● EXTRACTED DATA
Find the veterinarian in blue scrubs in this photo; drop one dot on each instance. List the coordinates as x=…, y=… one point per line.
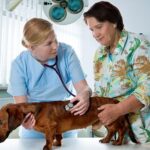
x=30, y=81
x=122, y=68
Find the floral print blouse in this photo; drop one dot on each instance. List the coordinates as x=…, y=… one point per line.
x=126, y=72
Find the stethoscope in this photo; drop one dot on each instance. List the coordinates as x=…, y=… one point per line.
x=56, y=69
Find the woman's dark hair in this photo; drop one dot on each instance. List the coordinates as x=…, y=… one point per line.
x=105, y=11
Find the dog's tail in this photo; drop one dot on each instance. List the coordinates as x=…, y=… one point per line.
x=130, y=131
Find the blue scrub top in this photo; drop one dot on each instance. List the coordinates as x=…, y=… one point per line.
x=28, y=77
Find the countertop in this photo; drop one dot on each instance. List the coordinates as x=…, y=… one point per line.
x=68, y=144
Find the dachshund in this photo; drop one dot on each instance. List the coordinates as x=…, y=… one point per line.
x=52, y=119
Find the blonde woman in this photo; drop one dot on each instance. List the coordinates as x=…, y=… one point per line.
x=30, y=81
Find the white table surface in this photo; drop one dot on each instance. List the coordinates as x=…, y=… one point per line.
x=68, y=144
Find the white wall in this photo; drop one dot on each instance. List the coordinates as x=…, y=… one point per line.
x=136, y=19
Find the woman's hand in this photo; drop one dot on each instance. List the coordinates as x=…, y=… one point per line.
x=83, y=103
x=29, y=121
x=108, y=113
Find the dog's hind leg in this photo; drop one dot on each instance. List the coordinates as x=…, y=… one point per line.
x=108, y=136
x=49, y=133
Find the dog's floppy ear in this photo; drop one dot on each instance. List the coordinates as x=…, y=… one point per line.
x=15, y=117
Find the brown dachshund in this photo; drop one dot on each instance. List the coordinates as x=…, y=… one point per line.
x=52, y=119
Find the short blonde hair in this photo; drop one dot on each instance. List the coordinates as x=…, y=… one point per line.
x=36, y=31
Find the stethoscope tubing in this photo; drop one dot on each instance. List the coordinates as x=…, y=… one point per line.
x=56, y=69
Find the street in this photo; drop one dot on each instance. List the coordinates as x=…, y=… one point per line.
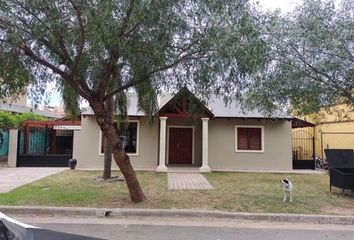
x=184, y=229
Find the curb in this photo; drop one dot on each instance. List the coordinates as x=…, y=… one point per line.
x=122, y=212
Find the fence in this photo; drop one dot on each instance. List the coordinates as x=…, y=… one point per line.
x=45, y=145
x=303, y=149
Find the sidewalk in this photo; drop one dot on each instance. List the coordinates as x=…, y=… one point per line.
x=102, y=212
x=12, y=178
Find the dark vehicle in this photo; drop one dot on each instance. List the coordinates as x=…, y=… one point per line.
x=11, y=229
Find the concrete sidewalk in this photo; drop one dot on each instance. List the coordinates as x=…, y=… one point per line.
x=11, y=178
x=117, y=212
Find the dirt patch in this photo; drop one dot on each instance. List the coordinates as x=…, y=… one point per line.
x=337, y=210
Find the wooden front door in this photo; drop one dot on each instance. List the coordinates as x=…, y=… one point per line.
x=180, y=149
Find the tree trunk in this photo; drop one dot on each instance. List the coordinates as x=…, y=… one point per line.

--

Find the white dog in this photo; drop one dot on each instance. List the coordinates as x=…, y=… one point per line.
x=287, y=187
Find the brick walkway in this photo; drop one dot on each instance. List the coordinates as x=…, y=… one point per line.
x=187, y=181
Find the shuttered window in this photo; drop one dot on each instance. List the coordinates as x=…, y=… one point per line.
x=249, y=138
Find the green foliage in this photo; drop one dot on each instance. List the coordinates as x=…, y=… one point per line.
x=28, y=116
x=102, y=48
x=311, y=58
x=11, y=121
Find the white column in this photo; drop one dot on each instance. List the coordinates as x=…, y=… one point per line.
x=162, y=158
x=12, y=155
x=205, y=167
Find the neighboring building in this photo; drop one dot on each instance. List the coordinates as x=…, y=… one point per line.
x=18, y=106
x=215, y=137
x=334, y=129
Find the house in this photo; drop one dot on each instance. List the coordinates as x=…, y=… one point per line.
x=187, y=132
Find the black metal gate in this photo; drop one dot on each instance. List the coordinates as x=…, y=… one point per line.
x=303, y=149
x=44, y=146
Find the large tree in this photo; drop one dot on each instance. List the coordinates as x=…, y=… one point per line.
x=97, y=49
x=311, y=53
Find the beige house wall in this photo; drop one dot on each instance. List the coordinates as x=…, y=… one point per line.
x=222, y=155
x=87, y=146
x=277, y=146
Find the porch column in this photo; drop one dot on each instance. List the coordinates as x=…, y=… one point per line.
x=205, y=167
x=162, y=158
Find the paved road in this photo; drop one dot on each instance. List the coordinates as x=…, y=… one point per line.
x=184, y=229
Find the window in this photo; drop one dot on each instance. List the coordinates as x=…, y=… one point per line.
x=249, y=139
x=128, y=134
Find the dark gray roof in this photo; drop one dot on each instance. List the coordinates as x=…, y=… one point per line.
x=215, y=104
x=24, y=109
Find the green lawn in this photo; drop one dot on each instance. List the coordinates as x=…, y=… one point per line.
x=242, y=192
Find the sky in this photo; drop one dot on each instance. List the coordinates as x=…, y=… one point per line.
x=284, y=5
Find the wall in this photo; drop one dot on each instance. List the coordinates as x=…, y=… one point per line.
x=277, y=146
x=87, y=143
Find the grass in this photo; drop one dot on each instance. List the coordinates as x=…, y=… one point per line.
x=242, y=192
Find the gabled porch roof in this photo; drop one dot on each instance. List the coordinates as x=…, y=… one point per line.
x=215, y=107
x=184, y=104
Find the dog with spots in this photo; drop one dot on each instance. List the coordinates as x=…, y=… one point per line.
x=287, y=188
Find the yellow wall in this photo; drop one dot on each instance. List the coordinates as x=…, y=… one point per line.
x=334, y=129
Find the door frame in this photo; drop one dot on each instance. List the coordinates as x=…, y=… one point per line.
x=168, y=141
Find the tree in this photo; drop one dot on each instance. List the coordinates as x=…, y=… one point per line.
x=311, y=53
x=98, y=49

* * *

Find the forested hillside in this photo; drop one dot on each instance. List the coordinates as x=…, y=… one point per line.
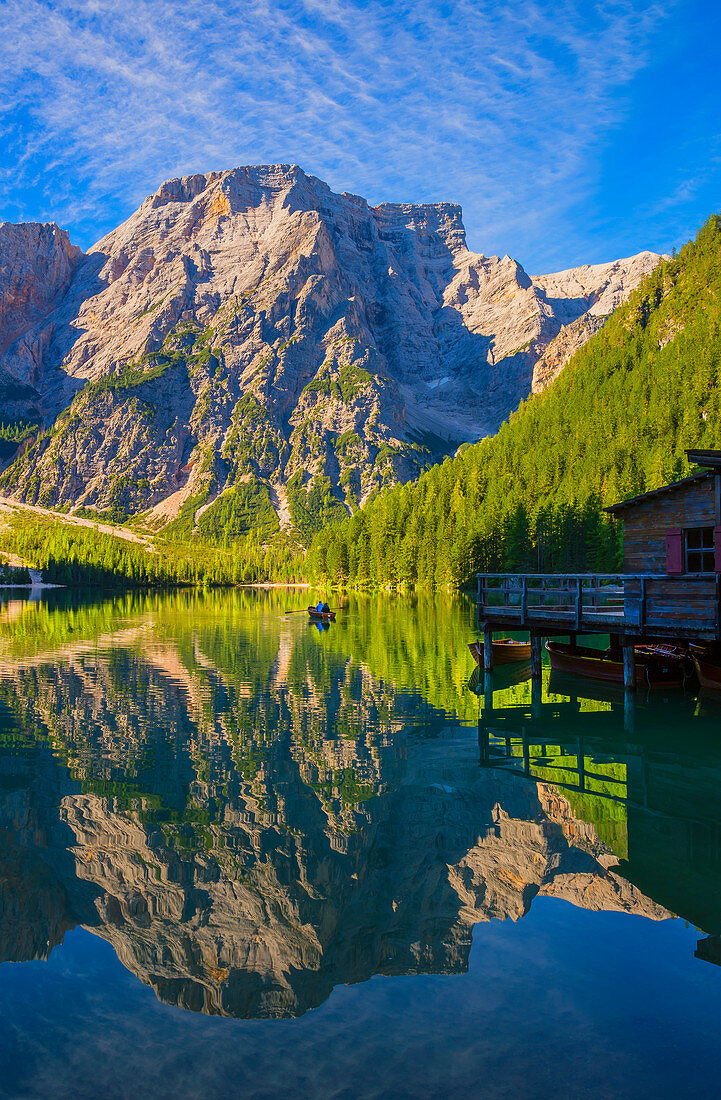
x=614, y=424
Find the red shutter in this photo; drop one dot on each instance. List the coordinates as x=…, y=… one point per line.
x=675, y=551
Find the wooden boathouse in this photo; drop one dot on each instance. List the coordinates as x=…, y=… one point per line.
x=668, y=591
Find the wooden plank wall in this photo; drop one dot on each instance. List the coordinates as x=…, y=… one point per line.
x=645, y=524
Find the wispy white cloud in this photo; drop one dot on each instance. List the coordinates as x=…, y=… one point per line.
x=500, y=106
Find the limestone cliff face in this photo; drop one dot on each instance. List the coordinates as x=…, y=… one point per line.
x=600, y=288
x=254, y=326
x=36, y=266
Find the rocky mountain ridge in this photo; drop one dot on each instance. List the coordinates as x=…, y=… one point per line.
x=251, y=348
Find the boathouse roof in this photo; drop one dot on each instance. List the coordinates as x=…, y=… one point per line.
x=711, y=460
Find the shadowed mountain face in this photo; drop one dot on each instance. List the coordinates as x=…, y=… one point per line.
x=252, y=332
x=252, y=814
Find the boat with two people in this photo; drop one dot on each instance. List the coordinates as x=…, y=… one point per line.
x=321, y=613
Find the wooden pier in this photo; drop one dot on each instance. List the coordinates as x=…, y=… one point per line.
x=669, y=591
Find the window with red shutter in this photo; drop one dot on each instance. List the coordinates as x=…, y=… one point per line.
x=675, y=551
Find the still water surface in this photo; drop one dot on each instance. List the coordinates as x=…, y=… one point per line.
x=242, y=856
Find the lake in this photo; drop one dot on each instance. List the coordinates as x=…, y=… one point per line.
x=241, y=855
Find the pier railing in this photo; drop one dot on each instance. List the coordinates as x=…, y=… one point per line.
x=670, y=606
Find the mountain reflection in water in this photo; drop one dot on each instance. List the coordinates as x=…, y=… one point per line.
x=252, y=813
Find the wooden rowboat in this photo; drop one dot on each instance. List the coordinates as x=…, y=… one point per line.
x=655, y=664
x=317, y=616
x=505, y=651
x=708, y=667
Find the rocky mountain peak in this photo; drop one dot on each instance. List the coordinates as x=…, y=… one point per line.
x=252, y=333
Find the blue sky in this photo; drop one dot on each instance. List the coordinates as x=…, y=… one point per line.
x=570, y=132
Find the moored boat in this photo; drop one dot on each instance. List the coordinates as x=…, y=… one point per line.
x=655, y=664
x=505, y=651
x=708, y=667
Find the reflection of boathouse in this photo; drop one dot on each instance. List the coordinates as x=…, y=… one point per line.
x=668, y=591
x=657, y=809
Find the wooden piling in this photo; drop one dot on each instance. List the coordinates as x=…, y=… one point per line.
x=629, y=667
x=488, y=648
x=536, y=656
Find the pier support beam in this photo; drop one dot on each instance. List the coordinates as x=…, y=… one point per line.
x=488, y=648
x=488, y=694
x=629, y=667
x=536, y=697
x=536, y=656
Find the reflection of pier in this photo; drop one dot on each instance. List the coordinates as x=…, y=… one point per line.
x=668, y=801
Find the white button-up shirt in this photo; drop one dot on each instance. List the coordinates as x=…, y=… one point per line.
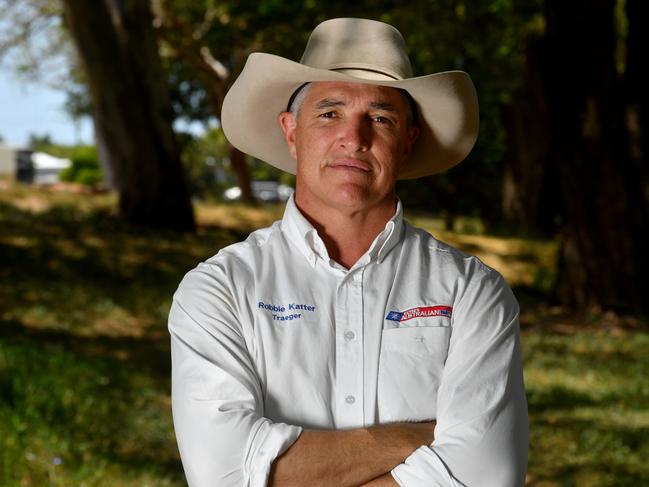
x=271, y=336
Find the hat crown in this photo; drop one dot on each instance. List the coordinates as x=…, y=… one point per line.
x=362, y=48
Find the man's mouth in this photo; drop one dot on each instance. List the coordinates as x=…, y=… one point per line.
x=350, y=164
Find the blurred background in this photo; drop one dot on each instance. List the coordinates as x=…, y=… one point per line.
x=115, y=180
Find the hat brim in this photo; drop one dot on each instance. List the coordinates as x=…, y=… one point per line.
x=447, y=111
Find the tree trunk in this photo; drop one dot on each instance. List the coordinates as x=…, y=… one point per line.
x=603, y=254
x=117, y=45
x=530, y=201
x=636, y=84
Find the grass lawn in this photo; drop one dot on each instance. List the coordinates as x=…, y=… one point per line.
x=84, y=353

● WORK TO COMPLETE
Write out the lines of the records from the line containing "Find the grass lawn" through the line containing "x=84, y=353", both included, with no changes.

● EXERCISE SOLUTION
Find the grass lawn in this photo; drop one dot on each instance. List the coordinates as x=…, y=… one point per line.
x=84, y=353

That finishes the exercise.